-- Votre consigne --
Poursuivez le texte sur les maladies du blé et la variété Fructidor® à partir de sa dernière phrase.

━━━━━ Extrait à lire ━━━━━

Concernant l’oïdium, avec les variétés sensibles, les pertes de rendement peuvent être élevées (jusqu’à 20 %) et un contrôle précoce peut s’avérer primordial. Cependant, la maladie cause généralement des pertes de rendement beaucoup plus réduites, et les attaques tardives (après la floraison) sur les feuilles et les épis se traduisent rarement par des pertes significatives. La résistance variétale est la première des luttes et la plus efficace. Fructidor® fait partie des variétés les plus résistantes.

Concernant la fusariose, les attaques d’épis sont causés par Fusarium graminerarum et Microdonchium app. F. graminerarum est la plus problématique vis-à-vis de la qualité, produisant une mycotoxine dans les grains nommée déoxynivalenol (DON). La limite en DON est fixée à 1250 µg/kg pour accéder au marché de l’alimentation humaine. La fusariose peut générer des dégâts importants et avoir des impacts non négligeables sur le rendement. La protection fongicide n’est pas efficace à 100%. La résistance variétale est le meilleur moyen de lutte, même si que partiel.
La variété Fructidor® est une des variétés les moins sensibles.

Concernant la rouille jaune, cette maladie peut s’avérer très nuisible en cas d’arrivée précoce sur variétés sensibles. La nuisibilité de la rouille jaune est considérable. Dans les parcelles touchées, elle peut atteindre 70%. Sa fréquence est plus faible que d’autres maladies foliaires, mais ses conséquences sont extrêmement dommageables dans les parcelles touchées. Les variétés les plus résistantes, comme Fructidor® ne justifient pas de traitement. Les variétés moins résistantes sont à surveiller.

━━━━━ Enregistrements extraits ━━━━━

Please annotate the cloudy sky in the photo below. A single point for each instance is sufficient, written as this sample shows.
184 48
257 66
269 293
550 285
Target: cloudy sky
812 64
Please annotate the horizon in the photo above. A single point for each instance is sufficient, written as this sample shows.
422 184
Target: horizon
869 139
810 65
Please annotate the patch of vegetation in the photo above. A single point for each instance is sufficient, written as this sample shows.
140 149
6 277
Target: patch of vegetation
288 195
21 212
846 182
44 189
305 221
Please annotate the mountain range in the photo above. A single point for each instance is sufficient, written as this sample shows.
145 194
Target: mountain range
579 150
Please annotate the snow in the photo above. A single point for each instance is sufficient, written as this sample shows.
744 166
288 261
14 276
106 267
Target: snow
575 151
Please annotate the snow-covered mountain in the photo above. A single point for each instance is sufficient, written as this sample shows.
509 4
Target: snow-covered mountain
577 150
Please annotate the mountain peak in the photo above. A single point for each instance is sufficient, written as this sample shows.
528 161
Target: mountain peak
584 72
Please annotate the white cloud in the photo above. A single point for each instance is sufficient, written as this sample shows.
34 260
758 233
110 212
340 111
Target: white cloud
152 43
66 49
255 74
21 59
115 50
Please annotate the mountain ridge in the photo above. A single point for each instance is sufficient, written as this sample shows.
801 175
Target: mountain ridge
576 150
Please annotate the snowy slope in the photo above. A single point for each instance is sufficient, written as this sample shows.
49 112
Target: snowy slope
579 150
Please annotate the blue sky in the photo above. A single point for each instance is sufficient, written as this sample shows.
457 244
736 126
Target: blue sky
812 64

━━━━━
━━━━━ Enregistrements extraits ━━━━━

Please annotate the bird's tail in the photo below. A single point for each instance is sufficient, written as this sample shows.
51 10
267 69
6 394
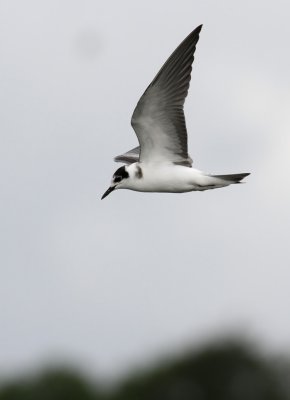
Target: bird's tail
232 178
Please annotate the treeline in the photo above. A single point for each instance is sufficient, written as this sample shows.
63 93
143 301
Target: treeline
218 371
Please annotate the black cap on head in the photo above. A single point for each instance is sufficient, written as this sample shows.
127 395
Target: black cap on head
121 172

━━━━━

-- Réponse attendue --
La septoriose est la maladie la plus fréquente sur le blé dans nos régions. Elle est responsable de l’essentiel des pertes de rendement observées dans les essais. Des pertes de 50 % ont été rapportées dans plusieurs parcelles sévèrement touchées, des pertes qui s’expliquent en grande partie par la prédominance de variétés sensibles à cette maladie du blé. La résistante variétale permet de diminuer la pression parasitaire et la nuisibillité. Fructidor® est une des variétés les plus résistantes.
Par ailleurs, une densité de semis trop élevée va favoriser le développement de ces maladies.

Concernant la rouille brune, elle est en constante évolution dans nos régions. La survenue de plusieurs attaques se traduit par une perte significative de surface foliaire, et donc de rendement, et l’infection des épis entraîne également une perte de qualité des grains.
Les tableaux ci-dessous montrent l’impact des techniques culturales sur le risque d’apparition de ces maladies :

Impact des techniques culturales sur les maladies telluriques et aériennes


La lutte contre les ravageurs

Les principaux ravageurs du blé tendre sont la tordeuse des céréales, les cécidomyies, la mouche mineuse, les pucerons et la cicadelle. 
Le tableau ci-dessous résume les stades clés de la protection du blé contre les ravageurs, les dégâts observés et les seuils d’intervention.
  

Les stades clés de la protection du blé contre les ravageurs

La récolte et le stockage

La récolte du blé tendre d’hiver débute dans nos régions vers le 15 juillet par temps chaud et sec. Le taux d’humidité des grains doit être inférieur à 15% afin d’éviter tout échauffement lors du stockage et limiter l’apparition de fusariose au cours du stockage.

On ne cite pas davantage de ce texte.